[Work task 1] Reproduce word for word the part of the tick control excerpt below between "Then there are" and "cause skin irritation.", inclusive.
[Work task 2]
Answer these questions from the tick control excerpt below:
(a) What is to be done with the attractant tubes once they are bought?
(b) What can topical drops for pets cause?
(c) Through whom are the tick medications seen every day in the writer's feeds available?
[Work task 3]
State whether each statement agrees with the tick control excerpt below, giving yes or no and quoting the words that decide it:
(a) Essential oil repellents are described as pretty safe except in cases of extreme sensitivity.
(b) The veterinary preparations kill the parasite before it bites.
(c) Some of the veterinary medications also protect against heartworm.

Tick season is just about upon us and, while there are many options for tick control, one of the most promoted may be the most concerning.

Essential oil repellents, which use naturally derived repellents are all pretty safe, except in cases of extreme sensitivity. Some companies sell products which address the tick population itself — small tubes with attractants inside which lure ticks into a space where they are then killed, preventing them from multiplying or attaching themselves to your pets. These are meant to be distributed around a property and regularly replaced.

Then there are chemical preparations for your pets, which are much stronger but come with their own set of concerns. Animals with sensitivities can have reactions, and if they are topical drops they can cause skin irritation.

The tick medications I am now seeing every day in my feeds are only available through veterinarians, and they are designed to prevent fleas and tick infestations. Some even extend to protect against heartworm and other worms. These preparations rely on neurotoxins that kill the parasite after it bites. They can be very effective and, in places where tick infestations are too heavy for natural prevention, they may be the only option. However, in places where ticks are not a huge concern, use of these very strong products may not be warranted.

Collected data

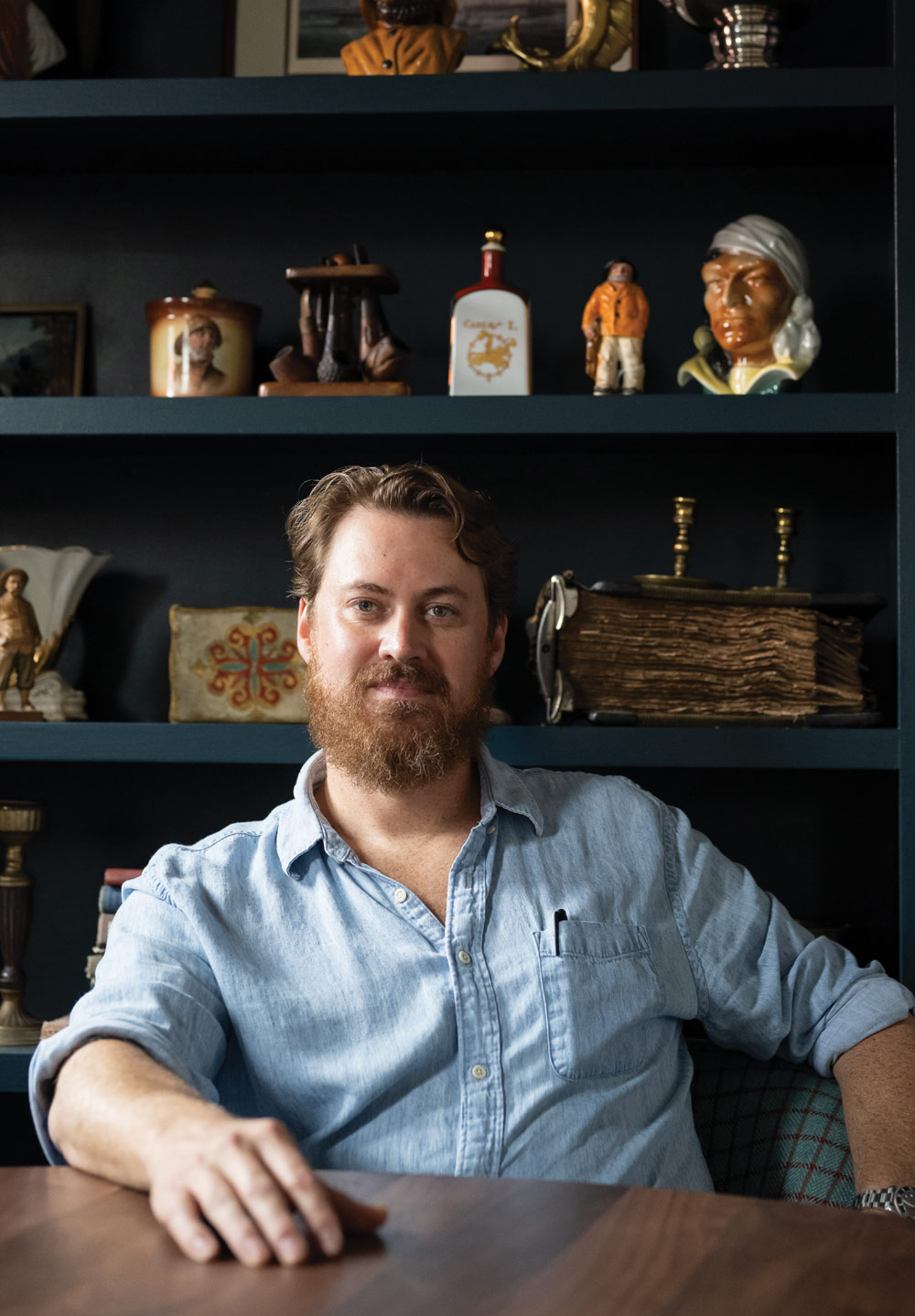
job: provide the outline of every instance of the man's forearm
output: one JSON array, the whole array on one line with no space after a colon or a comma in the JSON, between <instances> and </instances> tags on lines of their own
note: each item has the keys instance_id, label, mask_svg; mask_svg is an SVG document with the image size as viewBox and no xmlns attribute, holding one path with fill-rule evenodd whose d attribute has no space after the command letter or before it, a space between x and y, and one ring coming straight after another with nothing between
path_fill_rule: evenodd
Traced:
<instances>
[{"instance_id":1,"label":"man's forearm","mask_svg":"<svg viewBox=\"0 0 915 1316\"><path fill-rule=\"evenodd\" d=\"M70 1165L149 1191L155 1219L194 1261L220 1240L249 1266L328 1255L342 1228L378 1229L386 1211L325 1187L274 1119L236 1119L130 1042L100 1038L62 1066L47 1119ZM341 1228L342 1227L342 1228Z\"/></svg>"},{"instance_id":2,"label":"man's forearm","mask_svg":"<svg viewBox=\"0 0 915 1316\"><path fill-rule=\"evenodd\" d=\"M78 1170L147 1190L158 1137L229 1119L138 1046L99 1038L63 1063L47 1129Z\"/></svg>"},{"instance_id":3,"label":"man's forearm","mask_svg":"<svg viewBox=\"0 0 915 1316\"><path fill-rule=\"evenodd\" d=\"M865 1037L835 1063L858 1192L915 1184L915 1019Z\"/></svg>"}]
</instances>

==

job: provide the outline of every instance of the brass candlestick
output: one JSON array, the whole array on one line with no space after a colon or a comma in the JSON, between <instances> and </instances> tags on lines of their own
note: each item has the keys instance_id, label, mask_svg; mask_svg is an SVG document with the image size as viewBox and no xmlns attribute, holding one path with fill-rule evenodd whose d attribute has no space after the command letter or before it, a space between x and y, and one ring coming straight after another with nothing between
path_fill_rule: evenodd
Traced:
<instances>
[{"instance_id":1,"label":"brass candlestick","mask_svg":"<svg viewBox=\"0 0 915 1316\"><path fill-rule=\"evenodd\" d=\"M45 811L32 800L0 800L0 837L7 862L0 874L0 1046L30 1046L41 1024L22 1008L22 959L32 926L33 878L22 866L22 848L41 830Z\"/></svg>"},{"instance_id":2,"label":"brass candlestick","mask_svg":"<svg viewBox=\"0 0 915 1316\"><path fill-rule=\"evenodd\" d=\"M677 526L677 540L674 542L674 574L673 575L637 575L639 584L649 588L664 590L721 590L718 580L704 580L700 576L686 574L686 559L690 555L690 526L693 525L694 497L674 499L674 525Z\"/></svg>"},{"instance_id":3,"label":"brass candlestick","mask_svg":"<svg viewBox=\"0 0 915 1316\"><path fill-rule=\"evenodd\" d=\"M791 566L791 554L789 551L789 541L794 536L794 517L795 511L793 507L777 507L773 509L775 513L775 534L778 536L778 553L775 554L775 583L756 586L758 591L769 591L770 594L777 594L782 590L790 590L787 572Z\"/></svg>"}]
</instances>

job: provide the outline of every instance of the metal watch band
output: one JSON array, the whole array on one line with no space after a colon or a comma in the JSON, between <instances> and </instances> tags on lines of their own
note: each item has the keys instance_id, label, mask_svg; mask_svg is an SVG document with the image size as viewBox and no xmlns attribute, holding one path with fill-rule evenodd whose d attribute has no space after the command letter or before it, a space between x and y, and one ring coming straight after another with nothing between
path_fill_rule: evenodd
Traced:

* * *

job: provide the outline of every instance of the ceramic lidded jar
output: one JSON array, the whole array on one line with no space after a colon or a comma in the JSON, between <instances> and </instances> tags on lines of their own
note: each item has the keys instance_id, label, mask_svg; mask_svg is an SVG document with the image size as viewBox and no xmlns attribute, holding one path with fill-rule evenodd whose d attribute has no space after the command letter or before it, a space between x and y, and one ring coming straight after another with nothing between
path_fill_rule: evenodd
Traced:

[Answer space 1]
Then there are chemical preparations for your pets, which are much stronger but come with their own set of concerns. Animals with sensitivities can have reactions, and if they are topical drops they can cause skin irritation.

[Answer space 2]
(a) They are to be distributed around a property and regularly replaced.
(b) Skin irritation.
(c) Only through veterinarians.

[Answer space 3]
(a) Yes: "Essential oil repellents, which use naturally derived repellents are all pretty safe, except in cases of extreme sensitivity."
(b) No: "These preparations rely on neurotoxins that kill the parasite after it bites."
(c) Yes: "Some even extend to protect against heartworm and other worms."